CHALLENGE:
Reproduce every one of the entries below word for word, changing and omitting nothing.

(Rows of box annotation data)
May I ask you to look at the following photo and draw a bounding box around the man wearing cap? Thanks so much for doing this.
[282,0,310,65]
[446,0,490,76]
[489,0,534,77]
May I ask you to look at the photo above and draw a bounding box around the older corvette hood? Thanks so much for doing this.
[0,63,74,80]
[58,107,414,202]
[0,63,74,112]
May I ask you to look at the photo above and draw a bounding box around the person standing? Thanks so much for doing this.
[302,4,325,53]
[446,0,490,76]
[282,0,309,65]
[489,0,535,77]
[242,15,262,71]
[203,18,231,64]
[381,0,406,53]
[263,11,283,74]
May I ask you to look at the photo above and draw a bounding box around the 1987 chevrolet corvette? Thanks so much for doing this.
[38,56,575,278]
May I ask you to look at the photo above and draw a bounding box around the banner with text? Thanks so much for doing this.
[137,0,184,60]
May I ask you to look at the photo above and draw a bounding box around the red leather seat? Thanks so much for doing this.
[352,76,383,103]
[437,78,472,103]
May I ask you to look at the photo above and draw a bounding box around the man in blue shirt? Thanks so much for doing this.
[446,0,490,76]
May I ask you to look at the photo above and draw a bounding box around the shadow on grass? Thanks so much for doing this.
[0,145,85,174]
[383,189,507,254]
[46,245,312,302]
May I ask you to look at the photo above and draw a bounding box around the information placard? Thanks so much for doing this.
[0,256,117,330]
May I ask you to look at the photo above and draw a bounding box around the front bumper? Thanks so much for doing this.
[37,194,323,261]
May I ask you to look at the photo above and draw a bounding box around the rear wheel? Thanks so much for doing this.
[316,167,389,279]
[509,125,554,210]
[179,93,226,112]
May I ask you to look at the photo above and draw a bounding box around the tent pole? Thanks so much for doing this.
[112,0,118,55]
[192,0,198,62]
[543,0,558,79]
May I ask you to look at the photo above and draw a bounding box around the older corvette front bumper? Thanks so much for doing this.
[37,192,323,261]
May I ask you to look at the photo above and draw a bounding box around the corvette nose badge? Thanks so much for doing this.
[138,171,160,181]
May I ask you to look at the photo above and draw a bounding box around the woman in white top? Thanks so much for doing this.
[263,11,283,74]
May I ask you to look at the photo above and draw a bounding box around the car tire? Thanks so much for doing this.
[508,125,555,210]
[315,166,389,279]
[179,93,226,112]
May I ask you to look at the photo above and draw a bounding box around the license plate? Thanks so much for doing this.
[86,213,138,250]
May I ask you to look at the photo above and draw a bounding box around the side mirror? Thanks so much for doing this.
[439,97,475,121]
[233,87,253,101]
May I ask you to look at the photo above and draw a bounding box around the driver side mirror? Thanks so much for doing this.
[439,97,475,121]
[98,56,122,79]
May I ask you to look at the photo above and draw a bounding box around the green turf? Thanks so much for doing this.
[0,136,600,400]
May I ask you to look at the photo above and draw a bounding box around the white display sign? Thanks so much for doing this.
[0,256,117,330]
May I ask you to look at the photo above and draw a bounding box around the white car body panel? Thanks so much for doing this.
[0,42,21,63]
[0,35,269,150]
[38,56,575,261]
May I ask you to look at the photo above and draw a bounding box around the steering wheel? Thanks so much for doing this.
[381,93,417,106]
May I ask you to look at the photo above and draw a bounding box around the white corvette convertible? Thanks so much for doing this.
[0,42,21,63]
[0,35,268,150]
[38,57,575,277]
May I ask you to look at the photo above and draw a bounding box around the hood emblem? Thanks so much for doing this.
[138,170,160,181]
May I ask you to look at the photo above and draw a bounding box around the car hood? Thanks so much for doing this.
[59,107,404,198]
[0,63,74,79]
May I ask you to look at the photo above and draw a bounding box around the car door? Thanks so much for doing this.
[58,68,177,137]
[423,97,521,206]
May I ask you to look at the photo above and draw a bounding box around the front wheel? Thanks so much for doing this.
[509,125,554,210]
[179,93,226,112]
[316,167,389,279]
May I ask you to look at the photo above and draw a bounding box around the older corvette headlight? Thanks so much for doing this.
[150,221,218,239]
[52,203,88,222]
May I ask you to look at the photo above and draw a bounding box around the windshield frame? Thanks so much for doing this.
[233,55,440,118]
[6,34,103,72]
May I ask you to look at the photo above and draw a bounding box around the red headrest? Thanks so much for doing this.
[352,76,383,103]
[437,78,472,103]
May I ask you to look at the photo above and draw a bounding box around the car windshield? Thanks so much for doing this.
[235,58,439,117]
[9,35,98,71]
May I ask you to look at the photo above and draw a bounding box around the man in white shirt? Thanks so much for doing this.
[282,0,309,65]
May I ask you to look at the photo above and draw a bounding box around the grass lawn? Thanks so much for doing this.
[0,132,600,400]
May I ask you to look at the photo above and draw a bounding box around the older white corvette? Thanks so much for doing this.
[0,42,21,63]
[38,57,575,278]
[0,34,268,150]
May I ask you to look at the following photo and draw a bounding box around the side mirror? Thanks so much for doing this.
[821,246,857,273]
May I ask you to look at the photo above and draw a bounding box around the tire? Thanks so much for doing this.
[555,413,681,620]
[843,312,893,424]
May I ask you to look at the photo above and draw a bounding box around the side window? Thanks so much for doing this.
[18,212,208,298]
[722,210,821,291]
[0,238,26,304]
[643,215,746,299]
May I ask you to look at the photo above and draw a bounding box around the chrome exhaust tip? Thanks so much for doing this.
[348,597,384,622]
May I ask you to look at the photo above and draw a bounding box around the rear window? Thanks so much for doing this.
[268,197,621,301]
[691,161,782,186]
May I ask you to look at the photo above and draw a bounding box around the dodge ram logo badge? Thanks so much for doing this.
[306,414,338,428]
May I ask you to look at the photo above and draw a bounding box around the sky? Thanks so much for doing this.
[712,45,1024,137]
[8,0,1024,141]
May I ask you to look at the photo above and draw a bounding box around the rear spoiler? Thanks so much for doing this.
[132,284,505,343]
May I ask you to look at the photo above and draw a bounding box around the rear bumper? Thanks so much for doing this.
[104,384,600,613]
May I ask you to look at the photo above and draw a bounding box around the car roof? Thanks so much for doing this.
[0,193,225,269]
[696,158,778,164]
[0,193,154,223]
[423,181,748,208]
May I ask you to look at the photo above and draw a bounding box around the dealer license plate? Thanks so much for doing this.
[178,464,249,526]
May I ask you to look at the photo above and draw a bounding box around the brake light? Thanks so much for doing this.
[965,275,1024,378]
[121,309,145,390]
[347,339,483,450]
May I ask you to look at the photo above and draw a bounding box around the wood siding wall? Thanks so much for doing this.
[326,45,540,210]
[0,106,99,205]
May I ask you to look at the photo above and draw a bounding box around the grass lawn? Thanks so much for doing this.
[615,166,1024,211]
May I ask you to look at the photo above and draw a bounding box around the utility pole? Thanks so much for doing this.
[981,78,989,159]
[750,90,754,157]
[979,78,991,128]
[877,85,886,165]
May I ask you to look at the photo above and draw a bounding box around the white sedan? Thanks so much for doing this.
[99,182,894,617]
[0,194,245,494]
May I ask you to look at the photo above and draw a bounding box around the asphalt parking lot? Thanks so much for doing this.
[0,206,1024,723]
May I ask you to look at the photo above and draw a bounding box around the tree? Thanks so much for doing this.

REPLY:
May I ask you to look at the following photo and draw a bounding box around the man wearing cap? Thanks so much for doing this.
[282,0,310,65]
[446,0,490,76]
[489,0,534,77]
May I ask you to look at the photo above and draw a bounding box around the older corvette hood? Thanks so much for doing this.
[0,63,74,80]
[58,107,414,202]
[0,63,74,112]
May I ask you to look at the photo above and draw a bounding box around the person standing? Thanks so much for doing this.
[302,4,325,53]
[446,0,490,76]
[282,0,309,65]
[489,0,535,77]
[242,15,262,71]
[203,18,231,64]
[381,0,406,53]
[263,11,283,74]
May I ask you to look at the photo above and draw a bounding box around the 1987 chevrolet corvette? Thanks so much for doing this.
[38,56,575,278]
May I ask you to look at the photo above and draw a bounding box around the banner with text? Thanks so much for doing this.
[137,0,184,60]
May I ask you to look at the photo above and draw a bounding box around the red leather seat? Thanks so much for doing this.
[352,76,383,103]
[437,78,472,103]
May I ask you to look at the photo above and draw a bounding box around the man in blue shirt? Thanks so much for doing this.
[446,0,490,76]
May I ask you to look at the photo above and draw a bounding box around the shadow on grass? Thanks so much for doing this.
[0,145,85,174]
[383,189,507,254]
[46,245,312,302]
May I ask you to look at the photo above and draw a bounding box around the information placard? Thanks so much for doing this.
[0,256,117,330]
May I ask you to look at the photo above and draw a bounding box around the front bumper? Thanks so much for doing this.
[37,194,323,261]
May I ask you to look at the photo above and draw a bounding box around the rear wheel? Thanks so much for doing this.
[316,167,389,279]
[509,125,554,210]
[179,93,226,112]
May I ask you to look at the photo above and draw a bounding box around the tent pole? Thanks so much for doing this.
[112,0,118,55]
[192,0,198,62]
[543,0,558,79]
May I ask you to look at the photo above and draw a bounding box around the older corvette front bumper? Thanks so much for doing this.
[37,192,323,261]
May I ask you to look at the photo above and draw a bounding box around the corvette nose badge? Thanks so much for doing this.
[138,171,160,181]
May I ask you to look at the photo above and draw a bounding box around the woman in white top? Thanks so much for doing this.
[263,11,283,74]
May I ask you to look at the photo above and draw a bounding box around the car tire? Thanks so much for doing this.
[508,125,555,210]
[315,166,389,279]
[179,93,226,112]
May I ask you to look at the photo above and draw a bounding box around the license plate? Thanks so much for doing this.
[86,213,138,250]
May I ask you to look at the photo above and draw a bounding box around the side mirror? Thanks so much for doing this.
[439,97,475,121]
[233,87,253,101]
May I ask you to look at the photo above and draw a bounding box around the driver side mirror? Thanks so much for doing this.
[439,97,475,121]
[98,56,122,79]
May I ask you to look at the photo above and draw a bounding box around the green turf? Thanks so much for doing this.
[0,136,600,400]
May I ask you to look at the photo above and draw a bounding box around the white display sign? Thanks so much for doing this.
[0,256,117,330]
May I ask you to look at the photo above and draw a bounding box around the white car body panel? Thanks so much for doing this.
[0,42,21,63]
[0,35,269,150]
[38,56,575,261]
May I ask you to look at the photo above and draw a bounding box around the steering wheel? Thanks so much for doing this.
[381,93,417,106]
May I ask you to look at the photo above and draw a bounding box around the white corvette convertible? Thanks so much for doing this.
[0,42,21,63]
[0,35,268,150]
[38,57,575,277]
May I ask you to look at the photo above and draw a bounding box around the hood emblem? Thanks so much for doing this.
[138,170,160,181]
May I ask you to look at the photo above and draw a bounding box around the car hood? Thanks so much for doing this.
[59,107,404,198]
[0,63,74,79]
May I ask you to look at the photo above and draw a bounding box around the car door? Thanks so much for doing this.
[58,68,177,137]
[423,97,521,206]
May I ask you to look at the photo above and draw a bounding box around the front wheel? Thanks so much for doing this.
[509,125,554,210]
[179,93,226,112]
[316,167,389,279]
May I ask you to look at the photo above and draw a bounding box around the older corvette headlight? Thanks so much for doing this.
[150,221,218,239]
[52,203,88,222]
May I ask you to look at the photo above and draw a bounding box around the windshield frame? Thanks so much for doing this.
[233,55,440,118]
[6,34,103,72]
May I ask you to look at the photo above and draw a bounding box around the red headrest? Thanks so much for doing this.
[352,76,383,103]
[437,78,472,103]
May I ask you to look at the photo above and draw a bounding box around the car windshield? Thanks so much for doing this.
[235,58,439,117]
[9,35,98,71]
May I ask you to look at the photo above and draw a bounding box around the man in white shirt? Thanks so much for doing this.
[282,0,309,65]
May I ask you to look at the photo above and draw a bounding box around the grass lawn? Thanks so much for doing this.
[0,132,600,400]
May I ask you to look at the photo above and draw a bounding box around the older white corvette? Thanks so much for doing this.
[0,42,21,63]
[38,57,575,278]
[0,34,268,150]
May I ask you to look at the following photo and draw a bounding box around the side mirror? Thanks so much for doing this.
[821,246,857,273]
May I ask you to look at the photo above and draw a bounding box around the tire? Thanks so much for doing this.
[555,413,681,620]
[843,312,893,424]
May I ask you to look at the photo above and draw a bounding box around the side window? Thanks so much for doing this.
[18,212,208,298]
[722,210,821,291]
[0,238,26,304]
[643,215,746,299]
May I ask you to look at the photo above and draw a bounding box around the chrome exhaust tip? Thanks so much for doing this.
[348,597,384,622]
May I ask you to look at the photo above and draw a bounding box around the rear window? Thanks so much for doing this.
[268,197,621,301]
[691,161,782,186]
May I ask you to look at the photo above and draw a bounding box around the dodge ram logo badge? Thanks so much for doing this.
[306,414,338,428]
May I ask you to look at the photo above and draw a bounding box around the sky? Thanks so much for doing this.
[712,45,1024,137]
[8,0,1024,141]
May I ask you to look at the photo above and draw a bounding box around the rear spoiler? Thanks so much for doing this.
[132,284,505,343]
May I ask you to look at the photo above and draw a bounding box around the rear bumper? Thanks so much for doing this.
[104,384,600,613]
May I ask you to look at the photo above and draw a bounding box around the car roof? Thanks so much for doing this.
[0,193,225,269]
[696,158,778,164]
[0,193,154,223]
[423,181,748,208]
May I ask you to look at the photo above and draw a bounding box around the dealer license plate? Thanks so much for doing this.
[178,464,249,526]
May I ask you to look at the photo above and draw a bounding box around the brake light? Thanks so much for doing this.
[965,275,1024,378]
[121,309,145,390]
[347,339,483,450]
May I ask you to look at the photo above and draw a bounding box around the wood siding wall? Thanks so much for doing this.
[326,45,540,210]
[0,106,99,205]
May I ask you to look at the photo above and draw a bounding box around the grass lawn? Thanks so much for doing this.
[615,166,1024,211]
May I ask you to look at the photo above and draw a bounding box around the utility pole? Thanks so much for doing this.
[981,78,989,159]
[750,90,754,157]
[979,78,991,128]
[877,85,886,165]
May I ask you to look at the photo above and draw a bounding box around the white sedan? Thanks so much for doing this.
[99,182,894,617]
[0,194,245,494]
May I ask you to look at the photo above and draw a bounding box around the asphalt parking lot? Thanks so much for doing this.
[0,206,1024,723]
May I ask you to look at the photo above and draw a bounding box around the tree? Thanks so much for doing this.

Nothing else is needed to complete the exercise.